■ Aufgaben:
• A. Schreibe aus dem Forumsthread über Suspend in KDE den Teil von „## Josef.95" bis einschließlich „nichts weiter nötig..." wortgetreu ab.
• B. Führe den Forumsthread über Suspend in KDE im selben Ton nach seinem letzten Satz weiter.

■ Textabschnitt:
━━━━━━━━━━━━━━━━━━━━
# [solved] Suspend in KDE konfigurieren

## schachti

Ich habe endlich meinen Rechner soweit, dass Suspend to RAM bei mir funktioniert (vermutlich dank einiger Änderungen in Kernel 2.6.29 und 2.6.30). Etwas lästig ist, dass ich manuell immer /usr/sbin/s2ram -f aufrufen muss - über die "normale" Abmeldeprozedur in KDE ("Rechner ausschalten" - "Ruhezustand (im Speicher)") funktioniert es leider nicht. Wie kann ich konfigurieren, dass bei Auswahl dieser Option /usr/sbin/s2ram -f ausgeführt werden soll? Ich nutze derzeit KDE 4.2.4.

EDIT: solved.

----------

## Josef.95

Mensch du hast Recht, habs grad hier auch mal getestet und es funktioniert endlich auch auf meinem Desktop Rechner. (ich hatte mir gestern Abend auch den gentoo-sources-2.6.30 Kernel gebaut). Bei älteren kernel Versionen hatte ich es auch nie richtig hinbekommen, meist wegen der nVidia "forcedeth" Treiber.

Ok, genug gefreut, zu deiner eigentlichen Anfrage:

Ja ich bin einer von diesen Leuten die auch "hal" auf dem Desktop nutzen..

mit entsprechender kernel-Konfiguration (die du ja scheinbar hast) war hier nicht mehr nötig wie "hal" mit USE="laptop" Flag zu bauen, dies zog zb "pm-utils" mit.

KDE 4.2.4 wurde dann auch mit den Buttons "Ruhezustand im Ram , auf HDD" gebaut, meines Wissens nach war hierzu nichts weiter nötig...
━━━━━━━━━━━━━━━━━━━━
■ Datensatz:
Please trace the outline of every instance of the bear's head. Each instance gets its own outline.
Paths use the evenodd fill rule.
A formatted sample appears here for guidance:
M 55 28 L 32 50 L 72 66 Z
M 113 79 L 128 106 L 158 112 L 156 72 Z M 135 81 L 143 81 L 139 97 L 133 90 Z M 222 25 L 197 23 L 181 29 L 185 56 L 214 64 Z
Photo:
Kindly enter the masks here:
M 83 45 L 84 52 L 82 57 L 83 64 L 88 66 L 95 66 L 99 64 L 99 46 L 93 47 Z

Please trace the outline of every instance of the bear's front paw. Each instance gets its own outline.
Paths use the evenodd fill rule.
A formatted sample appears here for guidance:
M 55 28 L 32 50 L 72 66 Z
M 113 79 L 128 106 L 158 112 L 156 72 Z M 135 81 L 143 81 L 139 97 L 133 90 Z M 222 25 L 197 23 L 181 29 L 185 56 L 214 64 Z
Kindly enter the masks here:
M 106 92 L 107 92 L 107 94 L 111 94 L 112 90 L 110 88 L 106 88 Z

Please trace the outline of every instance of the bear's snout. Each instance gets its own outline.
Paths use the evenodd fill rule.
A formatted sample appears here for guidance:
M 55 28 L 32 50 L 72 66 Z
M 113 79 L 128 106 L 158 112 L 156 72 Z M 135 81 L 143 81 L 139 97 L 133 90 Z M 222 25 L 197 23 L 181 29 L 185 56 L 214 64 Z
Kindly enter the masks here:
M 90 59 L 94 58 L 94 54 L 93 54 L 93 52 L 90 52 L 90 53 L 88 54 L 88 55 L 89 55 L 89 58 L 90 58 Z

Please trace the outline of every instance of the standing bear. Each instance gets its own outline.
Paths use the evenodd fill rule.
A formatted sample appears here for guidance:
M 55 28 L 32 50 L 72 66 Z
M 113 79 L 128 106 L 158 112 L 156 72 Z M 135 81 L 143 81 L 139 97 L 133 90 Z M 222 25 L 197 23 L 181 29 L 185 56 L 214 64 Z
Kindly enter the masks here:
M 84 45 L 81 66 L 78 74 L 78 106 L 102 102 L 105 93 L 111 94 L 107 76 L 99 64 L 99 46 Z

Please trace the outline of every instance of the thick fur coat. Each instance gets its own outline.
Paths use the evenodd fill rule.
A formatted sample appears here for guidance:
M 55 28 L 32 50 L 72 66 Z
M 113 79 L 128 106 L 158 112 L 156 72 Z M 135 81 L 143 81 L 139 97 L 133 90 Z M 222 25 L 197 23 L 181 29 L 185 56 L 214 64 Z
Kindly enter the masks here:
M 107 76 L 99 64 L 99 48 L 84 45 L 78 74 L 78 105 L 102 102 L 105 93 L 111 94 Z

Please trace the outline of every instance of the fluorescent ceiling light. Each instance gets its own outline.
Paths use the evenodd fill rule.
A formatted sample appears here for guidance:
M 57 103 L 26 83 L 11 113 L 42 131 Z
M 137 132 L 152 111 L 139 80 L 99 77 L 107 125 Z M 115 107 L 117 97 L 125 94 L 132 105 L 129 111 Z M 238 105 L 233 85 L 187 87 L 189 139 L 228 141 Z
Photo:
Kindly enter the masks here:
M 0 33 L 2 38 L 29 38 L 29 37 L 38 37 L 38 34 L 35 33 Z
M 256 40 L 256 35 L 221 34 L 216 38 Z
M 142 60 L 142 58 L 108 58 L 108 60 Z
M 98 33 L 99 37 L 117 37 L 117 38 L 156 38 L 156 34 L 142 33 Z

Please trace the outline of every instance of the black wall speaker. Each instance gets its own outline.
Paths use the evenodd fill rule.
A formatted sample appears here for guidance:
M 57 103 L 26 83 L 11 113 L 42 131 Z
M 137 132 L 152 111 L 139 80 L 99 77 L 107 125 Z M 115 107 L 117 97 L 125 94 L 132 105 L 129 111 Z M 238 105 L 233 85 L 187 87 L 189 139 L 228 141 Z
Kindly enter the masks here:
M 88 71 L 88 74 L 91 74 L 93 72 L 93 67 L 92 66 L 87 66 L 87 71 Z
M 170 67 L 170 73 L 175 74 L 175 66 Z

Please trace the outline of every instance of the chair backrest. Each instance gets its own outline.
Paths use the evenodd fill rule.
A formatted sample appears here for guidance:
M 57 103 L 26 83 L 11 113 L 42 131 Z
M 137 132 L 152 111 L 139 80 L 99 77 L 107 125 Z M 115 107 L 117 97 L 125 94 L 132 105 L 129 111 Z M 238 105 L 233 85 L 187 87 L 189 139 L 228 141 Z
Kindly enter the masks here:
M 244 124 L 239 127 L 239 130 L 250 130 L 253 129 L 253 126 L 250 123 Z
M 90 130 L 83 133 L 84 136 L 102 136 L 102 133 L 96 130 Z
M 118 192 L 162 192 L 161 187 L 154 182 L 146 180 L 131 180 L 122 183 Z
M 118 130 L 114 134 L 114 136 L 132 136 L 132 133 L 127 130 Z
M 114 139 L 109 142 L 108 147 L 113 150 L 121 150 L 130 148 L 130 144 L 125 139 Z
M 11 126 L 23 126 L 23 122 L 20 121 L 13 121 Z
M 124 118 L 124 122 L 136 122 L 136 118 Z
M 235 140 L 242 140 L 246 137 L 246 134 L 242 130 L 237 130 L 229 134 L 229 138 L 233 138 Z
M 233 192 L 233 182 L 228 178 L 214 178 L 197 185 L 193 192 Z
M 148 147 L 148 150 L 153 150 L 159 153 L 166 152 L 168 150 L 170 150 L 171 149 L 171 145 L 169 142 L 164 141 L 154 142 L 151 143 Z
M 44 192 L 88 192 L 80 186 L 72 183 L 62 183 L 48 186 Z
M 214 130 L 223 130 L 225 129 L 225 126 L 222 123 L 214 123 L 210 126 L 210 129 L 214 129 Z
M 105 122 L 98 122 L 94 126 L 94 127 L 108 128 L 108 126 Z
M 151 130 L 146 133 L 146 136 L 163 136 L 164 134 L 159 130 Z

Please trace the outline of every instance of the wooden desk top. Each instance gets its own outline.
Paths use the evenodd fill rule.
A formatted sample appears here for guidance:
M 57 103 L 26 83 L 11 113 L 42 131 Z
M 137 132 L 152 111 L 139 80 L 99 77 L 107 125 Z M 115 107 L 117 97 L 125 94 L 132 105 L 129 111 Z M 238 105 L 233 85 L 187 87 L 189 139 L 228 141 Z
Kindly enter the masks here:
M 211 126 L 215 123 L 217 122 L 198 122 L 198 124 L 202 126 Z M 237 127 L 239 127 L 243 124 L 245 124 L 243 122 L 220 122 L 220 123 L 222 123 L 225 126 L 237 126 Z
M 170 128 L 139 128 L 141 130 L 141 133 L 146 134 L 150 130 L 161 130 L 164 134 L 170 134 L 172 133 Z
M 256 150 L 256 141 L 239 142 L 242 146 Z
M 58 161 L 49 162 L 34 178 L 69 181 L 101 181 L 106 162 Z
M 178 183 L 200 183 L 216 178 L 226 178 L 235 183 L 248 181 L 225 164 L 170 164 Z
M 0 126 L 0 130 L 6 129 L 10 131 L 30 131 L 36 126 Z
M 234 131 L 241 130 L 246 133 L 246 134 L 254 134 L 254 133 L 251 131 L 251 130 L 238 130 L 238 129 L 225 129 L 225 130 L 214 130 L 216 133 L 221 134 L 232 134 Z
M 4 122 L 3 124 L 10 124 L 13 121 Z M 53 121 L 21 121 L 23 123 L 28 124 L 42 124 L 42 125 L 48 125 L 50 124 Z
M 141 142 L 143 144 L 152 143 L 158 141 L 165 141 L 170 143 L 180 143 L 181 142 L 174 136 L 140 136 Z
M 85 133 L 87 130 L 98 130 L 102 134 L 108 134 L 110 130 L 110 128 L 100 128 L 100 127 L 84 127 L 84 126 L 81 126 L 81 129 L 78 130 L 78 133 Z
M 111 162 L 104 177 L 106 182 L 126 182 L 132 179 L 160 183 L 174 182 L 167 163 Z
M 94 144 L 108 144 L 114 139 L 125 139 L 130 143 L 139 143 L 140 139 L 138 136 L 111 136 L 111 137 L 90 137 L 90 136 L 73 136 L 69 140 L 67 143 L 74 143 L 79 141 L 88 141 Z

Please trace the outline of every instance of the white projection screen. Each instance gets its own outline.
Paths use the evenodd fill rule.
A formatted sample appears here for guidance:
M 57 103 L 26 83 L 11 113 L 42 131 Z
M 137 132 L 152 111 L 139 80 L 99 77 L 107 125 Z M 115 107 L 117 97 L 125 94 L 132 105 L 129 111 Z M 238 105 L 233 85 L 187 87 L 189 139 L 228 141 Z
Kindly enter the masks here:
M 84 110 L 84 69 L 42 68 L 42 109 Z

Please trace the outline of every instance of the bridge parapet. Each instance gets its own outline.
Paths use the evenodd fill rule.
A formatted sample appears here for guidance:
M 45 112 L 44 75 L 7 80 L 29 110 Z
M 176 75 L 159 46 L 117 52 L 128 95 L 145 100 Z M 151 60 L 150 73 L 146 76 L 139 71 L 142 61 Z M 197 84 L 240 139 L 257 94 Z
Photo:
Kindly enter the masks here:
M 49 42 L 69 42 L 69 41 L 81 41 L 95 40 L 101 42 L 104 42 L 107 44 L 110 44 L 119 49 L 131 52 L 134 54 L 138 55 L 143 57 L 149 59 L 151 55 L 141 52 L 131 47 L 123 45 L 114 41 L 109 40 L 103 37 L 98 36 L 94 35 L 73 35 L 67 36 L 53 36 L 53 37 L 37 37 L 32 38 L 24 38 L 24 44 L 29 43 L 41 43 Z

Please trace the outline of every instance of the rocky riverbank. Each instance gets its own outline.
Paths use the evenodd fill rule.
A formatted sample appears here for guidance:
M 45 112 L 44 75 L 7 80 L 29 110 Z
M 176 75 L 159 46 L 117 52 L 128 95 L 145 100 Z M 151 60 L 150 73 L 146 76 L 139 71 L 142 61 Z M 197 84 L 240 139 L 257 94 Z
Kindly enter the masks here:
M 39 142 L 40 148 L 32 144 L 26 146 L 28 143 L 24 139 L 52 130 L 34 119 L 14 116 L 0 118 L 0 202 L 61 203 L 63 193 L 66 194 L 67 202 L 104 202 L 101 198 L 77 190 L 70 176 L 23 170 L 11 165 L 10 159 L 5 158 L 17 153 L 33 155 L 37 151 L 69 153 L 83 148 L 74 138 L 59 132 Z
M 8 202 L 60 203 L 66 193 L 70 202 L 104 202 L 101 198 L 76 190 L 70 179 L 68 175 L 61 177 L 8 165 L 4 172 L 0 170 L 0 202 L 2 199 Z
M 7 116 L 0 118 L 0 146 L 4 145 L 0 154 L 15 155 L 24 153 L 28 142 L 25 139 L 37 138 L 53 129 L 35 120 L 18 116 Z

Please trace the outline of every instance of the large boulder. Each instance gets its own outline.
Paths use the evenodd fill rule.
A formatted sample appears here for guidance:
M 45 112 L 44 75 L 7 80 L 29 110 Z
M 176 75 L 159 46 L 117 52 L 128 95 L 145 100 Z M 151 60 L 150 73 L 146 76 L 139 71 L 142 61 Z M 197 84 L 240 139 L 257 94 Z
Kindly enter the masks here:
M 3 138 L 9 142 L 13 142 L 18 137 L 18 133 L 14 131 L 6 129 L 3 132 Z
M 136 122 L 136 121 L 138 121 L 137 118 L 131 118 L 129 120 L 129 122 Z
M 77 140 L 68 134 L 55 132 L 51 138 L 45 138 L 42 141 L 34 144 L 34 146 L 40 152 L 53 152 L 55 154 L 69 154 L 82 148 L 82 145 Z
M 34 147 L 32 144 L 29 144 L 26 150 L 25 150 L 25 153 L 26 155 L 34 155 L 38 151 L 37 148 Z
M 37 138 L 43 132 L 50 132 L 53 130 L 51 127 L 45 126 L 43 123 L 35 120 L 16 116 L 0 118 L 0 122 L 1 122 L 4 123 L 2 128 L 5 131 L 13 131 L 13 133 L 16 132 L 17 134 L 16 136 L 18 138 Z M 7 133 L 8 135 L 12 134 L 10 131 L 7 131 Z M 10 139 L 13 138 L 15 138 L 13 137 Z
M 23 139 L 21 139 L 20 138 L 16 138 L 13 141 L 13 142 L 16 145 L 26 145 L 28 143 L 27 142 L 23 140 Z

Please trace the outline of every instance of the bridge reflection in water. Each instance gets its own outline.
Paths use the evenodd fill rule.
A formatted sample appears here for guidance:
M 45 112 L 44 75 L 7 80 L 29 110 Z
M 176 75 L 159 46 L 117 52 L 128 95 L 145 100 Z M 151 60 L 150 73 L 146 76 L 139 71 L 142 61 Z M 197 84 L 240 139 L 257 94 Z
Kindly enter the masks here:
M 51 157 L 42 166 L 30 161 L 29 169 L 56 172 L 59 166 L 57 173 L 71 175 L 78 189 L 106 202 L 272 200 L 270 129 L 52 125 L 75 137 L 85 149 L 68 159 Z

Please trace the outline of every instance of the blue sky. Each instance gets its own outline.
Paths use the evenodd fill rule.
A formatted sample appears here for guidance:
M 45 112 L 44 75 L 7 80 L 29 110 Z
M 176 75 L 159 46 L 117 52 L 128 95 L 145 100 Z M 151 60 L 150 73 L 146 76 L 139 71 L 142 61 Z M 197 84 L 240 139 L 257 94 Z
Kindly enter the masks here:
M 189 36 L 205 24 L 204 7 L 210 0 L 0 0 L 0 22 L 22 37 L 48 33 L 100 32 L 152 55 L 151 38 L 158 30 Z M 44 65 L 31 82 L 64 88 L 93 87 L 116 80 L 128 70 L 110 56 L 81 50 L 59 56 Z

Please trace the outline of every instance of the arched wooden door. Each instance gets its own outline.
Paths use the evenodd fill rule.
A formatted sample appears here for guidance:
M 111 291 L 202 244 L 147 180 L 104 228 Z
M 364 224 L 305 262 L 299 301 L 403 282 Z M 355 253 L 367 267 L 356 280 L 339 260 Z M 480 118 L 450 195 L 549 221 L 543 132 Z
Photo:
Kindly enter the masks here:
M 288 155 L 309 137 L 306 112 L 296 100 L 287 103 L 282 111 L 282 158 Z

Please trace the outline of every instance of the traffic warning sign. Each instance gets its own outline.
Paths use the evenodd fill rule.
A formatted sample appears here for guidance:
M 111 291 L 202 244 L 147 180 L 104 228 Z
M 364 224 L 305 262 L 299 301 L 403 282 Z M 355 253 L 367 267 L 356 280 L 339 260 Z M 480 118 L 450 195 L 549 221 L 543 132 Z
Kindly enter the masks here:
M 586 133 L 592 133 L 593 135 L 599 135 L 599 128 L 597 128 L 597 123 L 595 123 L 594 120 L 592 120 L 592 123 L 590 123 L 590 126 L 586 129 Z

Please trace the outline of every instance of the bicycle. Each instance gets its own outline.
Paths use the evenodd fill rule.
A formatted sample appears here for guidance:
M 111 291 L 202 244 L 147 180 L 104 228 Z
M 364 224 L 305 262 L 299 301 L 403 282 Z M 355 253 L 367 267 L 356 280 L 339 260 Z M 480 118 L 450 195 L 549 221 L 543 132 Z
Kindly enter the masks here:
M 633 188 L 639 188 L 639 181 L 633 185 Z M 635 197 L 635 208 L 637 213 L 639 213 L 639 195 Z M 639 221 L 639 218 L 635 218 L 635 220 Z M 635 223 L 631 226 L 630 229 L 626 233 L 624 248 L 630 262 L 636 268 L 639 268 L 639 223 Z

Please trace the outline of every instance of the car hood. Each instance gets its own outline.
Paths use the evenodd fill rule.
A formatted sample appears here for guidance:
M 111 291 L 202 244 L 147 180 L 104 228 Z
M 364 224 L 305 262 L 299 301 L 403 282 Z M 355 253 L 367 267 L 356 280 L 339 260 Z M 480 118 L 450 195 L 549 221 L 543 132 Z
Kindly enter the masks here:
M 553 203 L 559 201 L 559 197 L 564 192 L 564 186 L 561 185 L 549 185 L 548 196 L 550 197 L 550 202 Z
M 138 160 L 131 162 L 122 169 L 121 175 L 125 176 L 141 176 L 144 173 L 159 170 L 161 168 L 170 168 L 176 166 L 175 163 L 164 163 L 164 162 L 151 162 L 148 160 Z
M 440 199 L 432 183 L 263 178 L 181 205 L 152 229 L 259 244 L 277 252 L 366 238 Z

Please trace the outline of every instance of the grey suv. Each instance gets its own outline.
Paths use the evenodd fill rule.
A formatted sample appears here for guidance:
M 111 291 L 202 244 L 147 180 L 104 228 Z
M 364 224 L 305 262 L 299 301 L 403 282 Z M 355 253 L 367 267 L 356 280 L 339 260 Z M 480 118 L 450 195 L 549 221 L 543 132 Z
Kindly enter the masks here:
━━━━━━━━━━━━━━━━━━━━
■ Antworten je Aufgabe:
• A.
## Josef.95

Mensch du hast Recht, habs grad hier auch mal getestet und es funktioniert endlich auch auf meinem Desktop Rechner. (ich hatte mir gestern Abend auch den gentoo-sources-2.6.30 Kernel gebaut). Bei älteren kernel Versionen hatte ich es auch nie richtig hinbekommen, meist wegen der nVidia "forcedeth" Treiber.

Ok, genug gefreut, zu deiner eigentlichen Anfrage:

Ja ich bin einer von diesen Leuten die auch "hal" auf dem Desktop nutzen..

mit entsprechender kernel-Konfiguration (die du ja scheinbar hast) war hier nicht mehr nötig wie "hal" mit USE="laptop" Flag zu bauen, dies zog zb "pm-utils" mit.

KDE 4.2.4 wurde dann auch mit den Buttons "Ruhezustand im Ram , auf HDD" gebaut, meines Wissens nach war hierzu nichts weiter nötig...

• B.
----------

## schachti

 *Josef.95 wrote:*   

> Bei älteren kernel Versionen hatte ich es auch nie richtig hinbekommen, meist wegen der nVidia "forcedeth" Treiber.

 

Genau das war auch immer mein Problem, daher habe ich so sehnsüchtig auf die eigentlich schon für das letzte Wochenende angekündigte finale Version von 2.6.30 gewartet.   :Wink: 

 *Josef.95 wrote:*   

> 
> 
> mit entsprechender kernel-Konfiguration (die du ja scheinbar hast) war hier nicht mehr nötig wie "hal" mit USE="laptop" Flag zu bauen, dies zog zb "pm-utils" mit.
> 
> KDE 4.2.4 wurde dann auch mit den Buttons "Ruhezustand im Ram , auf HDD" gebaut, meines Wissens nach war hierzu nichts weiter nötig...
> ...

 

Probiere ich aus, danke für den Tipp! Der Name des USE Flags ist etwas irreführend, ich hatte dahinter Unterstützung für Notebook-spezifische Hardware vermutet.

----------

## schachti

Hat geklappt, vielen Dank!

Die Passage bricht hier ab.